[Coordinate annotation records]
::::

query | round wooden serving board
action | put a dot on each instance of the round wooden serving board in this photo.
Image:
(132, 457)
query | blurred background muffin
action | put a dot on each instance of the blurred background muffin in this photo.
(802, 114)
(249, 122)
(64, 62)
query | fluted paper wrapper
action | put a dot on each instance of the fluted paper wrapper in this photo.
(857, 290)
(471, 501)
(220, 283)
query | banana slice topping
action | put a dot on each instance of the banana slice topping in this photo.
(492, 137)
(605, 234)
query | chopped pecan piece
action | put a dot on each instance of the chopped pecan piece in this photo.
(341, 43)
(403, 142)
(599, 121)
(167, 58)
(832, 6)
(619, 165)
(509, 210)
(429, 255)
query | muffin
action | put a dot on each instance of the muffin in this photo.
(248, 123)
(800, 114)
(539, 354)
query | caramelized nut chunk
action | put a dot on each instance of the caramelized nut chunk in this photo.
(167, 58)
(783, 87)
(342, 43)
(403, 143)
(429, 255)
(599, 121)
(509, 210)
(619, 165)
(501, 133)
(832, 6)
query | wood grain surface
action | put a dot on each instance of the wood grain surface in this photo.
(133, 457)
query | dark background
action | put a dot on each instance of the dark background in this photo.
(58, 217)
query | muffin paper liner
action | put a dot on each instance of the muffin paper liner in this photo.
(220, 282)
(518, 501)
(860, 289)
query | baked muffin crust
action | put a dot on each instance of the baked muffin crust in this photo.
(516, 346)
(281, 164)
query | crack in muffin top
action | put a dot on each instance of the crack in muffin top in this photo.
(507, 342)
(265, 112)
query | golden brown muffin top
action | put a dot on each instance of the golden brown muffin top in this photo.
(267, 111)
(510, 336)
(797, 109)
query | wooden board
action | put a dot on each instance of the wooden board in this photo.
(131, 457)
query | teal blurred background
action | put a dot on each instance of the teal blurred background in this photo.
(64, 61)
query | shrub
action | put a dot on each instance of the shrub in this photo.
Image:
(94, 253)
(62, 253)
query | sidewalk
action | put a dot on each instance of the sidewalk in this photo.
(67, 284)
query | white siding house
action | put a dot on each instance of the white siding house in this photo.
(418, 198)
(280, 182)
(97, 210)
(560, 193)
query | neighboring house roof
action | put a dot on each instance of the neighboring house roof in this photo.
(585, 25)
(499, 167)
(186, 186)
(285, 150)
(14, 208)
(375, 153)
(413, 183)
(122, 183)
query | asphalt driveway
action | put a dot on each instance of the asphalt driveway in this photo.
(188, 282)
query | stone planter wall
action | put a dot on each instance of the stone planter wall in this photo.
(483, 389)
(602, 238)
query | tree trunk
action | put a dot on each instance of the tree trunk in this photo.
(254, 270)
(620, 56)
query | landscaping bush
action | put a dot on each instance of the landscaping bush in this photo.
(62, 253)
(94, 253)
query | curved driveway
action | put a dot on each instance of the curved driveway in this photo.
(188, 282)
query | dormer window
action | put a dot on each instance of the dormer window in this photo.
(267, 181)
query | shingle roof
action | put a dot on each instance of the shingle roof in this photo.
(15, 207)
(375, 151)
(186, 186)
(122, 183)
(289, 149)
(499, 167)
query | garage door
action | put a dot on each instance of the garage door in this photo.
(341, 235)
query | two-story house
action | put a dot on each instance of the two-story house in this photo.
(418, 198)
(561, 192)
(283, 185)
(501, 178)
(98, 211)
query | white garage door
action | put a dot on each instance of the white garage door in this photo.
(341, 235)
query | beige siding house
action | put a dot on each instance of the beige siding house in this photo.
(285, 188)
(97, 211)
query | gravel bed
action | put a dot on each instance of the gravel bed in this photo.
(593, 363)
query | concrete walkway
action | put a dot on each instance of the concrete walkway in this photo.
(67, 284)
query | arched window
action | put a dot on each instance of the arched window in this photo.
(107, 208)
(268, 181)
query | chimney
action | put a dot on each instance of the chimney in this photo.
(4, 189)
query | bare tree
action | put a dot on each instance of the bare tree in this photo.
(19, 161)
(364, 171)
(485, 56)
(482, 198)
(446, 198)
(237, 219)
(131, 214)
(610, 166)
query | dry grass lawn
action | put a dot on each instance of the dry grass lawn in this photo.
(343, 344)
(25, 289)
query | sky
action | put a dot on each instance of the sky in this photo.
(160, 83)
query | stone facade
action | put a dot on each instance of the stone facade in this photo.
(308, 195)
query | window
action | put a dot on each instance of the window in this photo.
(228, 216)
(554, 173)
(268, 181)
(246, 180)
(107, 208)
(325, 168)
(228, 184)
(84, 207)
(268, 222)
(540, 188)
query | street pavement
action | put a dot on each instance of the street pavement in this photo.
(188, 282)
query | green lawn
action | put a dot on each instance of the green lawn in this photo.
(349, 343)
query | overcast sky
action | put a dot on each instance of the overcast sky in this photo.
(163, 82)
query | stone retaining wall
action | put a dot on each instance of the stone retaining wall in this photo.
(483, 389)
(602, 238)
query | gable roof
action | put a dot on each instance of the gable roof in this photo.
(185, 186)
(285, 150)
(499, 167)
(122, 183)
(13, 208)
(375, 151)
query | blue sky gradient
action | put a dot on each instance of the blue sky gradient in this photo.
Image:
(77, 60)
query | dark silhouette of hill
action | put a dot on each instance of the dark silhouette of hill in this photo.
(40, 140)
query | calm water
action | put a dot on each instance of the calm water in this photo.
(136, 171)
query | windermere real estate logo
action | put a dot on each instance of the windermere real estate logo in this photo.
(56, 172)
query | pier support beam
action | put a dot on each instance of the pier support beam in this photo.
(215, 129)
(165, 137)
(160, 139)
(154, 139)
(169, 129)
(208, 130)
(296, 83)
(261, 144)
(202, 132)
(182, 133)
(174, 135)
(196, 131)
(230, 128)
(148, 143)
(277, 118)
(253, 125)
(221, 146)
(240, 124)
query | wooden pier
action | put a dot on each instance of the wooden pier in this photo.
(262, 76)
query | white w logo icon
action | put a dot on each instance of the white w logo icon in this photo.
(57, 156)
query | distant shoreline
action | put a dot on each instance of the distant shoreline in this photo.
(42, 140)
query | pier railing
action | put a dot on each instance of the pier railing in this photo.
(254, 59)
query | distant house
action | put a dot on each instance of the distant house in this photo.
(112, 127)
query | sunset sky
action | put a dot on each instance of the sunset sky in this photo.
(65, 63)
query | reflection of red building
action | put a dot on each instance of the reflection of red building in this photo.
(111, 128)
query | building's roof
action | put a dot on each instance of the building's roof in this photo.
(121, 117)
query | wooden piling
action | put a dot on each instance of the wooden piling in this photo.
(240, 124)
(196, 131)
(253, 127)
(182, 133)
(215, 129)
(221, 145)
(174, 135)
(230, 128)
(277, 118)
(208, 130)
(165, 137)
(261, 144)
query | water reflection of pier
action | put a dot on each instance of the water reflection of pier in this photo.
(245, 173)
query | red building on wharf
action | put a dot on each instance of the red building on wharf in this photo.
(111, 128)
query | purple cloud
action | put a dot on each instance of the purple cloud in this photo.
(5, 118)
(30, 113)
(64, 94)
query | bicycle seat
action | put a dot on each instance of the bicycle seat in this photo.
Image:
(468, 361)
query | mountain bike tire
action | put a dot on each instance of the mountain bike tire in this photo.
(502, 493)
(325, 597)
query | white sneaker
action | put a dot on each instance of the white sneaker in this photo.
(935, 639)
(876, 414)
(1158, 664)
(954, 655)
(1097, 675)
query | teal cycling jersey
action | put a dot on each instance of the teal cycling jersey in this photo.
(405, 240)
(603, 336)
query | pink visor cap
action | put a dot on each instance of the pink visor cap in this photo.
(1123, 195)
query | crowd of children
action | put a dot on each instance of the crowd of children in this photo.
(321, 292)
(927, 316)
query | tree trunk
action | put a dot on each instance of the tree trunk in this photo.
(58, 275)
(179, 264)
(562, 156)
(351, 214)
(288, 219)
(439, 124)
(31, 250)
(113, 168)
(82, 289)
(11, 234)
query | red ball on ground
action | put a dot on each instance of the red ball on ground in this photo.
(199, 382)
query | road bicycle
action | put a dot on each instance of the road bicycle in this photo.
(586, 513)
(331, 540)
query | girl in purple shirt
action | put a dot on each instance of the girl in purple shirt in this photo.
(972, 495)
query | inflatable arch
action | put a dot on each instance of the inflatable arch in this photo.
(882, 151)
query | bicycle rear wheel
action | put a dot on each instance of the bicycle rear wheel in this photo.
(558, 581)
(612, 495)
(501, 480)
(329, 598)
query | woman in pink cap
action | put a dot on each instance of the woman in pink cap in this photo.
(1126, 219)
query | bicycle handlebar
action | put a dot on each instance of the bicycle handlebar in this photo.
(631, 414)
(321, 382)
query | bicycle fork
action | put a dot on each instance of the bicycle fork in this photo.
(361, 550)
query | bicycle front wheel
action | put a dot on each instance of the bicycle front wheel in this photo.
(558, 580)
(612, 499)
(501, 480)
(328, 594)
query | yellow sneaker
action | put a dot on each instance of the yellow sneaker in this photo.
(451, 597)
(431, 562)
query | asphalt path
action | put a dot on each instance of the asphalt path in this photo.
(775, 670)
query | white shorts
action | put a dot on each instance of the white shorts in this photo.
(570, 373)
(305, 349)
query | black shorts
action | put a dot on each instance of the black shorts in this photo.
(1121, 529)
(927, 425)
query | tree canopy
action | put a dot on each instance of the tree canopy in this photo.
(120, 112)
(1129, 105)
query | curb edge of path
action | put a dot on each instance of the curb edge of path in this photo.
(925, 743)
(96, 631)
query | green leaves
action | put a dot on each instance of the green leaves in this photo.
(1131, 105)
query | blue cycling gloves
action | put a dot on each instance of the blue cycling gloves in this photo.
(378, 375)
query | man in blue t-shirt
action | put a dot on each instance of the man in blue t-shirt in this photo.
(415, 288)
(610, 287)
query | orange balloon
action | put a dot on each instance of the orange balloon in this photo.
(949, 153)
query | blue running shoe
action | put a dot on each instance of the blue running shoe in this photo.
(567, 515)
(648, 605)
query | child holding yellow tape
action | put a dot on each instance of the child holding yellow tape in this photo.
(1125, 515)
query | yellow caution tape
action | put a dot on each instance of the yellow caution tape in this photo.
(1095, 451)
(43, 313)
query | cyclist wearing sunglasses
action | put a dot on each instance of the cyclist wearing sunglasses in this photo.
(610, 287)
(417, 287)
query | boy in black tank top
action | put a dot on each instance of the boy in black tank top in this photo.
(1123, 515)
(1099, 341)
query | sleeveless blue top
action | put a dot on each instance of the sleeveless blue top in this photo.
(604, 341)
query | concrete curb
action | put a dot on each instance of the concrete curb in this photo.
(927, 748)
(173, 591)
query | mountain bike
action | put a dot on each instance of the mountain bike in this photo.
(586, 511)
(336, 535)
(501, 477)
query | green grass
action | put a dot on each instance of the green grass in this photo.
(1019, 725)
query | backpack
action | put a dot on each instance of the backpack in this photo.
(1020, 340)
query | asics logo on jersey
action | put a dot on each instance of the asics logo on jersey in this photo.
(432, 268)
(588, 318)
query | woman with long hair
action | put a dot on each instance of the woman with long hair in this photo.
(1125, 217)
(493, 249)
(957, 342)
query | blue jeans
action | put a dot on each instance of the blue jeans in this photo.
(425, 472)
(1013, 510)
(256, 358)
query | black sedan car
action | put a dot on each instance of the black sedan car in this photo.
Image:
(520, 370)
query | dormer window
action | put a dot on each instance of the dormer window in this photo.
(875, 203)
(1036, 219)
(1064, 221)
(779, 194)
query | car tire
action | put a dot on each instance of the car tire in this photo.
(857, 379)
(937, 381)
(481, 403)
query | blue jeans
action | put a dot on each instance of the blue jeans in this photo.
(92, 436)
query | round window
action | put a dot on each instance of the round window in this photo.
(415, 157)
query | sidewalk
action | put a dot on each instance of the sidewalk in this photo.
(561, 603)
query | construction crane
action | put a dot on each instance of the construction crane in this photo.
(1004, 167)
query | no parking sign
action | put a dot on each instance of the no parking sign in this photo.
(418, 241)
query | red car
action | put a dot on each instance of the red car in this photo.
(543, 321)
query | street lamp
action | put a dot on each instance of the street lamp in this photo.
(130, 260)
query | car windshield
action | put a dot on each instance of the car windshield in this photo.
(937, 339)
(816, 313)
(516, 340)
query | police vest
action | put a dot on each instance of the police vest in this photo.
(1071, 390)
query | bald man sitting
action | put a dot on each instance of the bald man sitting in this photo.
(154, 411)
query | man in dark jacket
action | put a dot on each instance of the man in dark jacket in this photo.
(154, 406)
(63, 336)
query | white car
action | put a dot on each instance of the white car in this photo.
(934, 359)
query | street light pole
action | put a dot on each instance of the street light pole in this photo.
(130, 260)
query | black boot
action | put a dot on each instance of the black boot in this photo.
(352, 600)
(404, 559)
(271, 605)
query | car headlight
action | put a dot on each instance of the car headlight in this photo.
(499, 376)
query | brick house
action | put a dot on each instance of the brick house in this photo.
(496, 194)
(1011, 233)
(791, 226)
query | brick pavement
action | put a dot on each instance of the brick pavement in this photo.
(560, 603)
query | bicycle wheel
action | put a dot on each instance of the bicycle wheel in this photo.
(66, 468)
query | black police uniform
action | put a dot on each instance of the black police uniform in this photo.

::::

The exercise:
Emit verbatim the lines running from the one with "query | bald man sitting" through the last line of the data, both endpoints inclusive.

Problem solution:
query | bald man sitting
action | put a dot on each instance of the bald man sitting in this photo.
(154, 411)
query | man in dark jacket
action | put a dot on each instance of the man in dark jacket in this photo.
(154, 406)
(63, 336)
query | white car
action | put a dot on each instance of the white car in this photo.
(934, 359)
query | street light pole
action | put a dot on each instance of the street light pole in this photo.
(130, 260)
query | black boot
action | put a dot on each instance of the black boot in this photo.
(352, 600)
(404, 559)
(271, 605)
query | car headlight
action | put a dot on each instance of the car headlight in this photo.
(499, 376)
query | brick house
action | put a dot on each instance of the brick house in this photo.
(496, 194)
(1011, 233)
(791, 226)
query | brick pavement
action | put a dot on each instance of the brick pavement in this photo.
(560, 603)
query | bicycle wheel
action | put a dot on each instance of the bicycle wheel in this photo.
(66, 468)
query | black police uniform
action | put a dot on each instance of the black police uniform in this photo.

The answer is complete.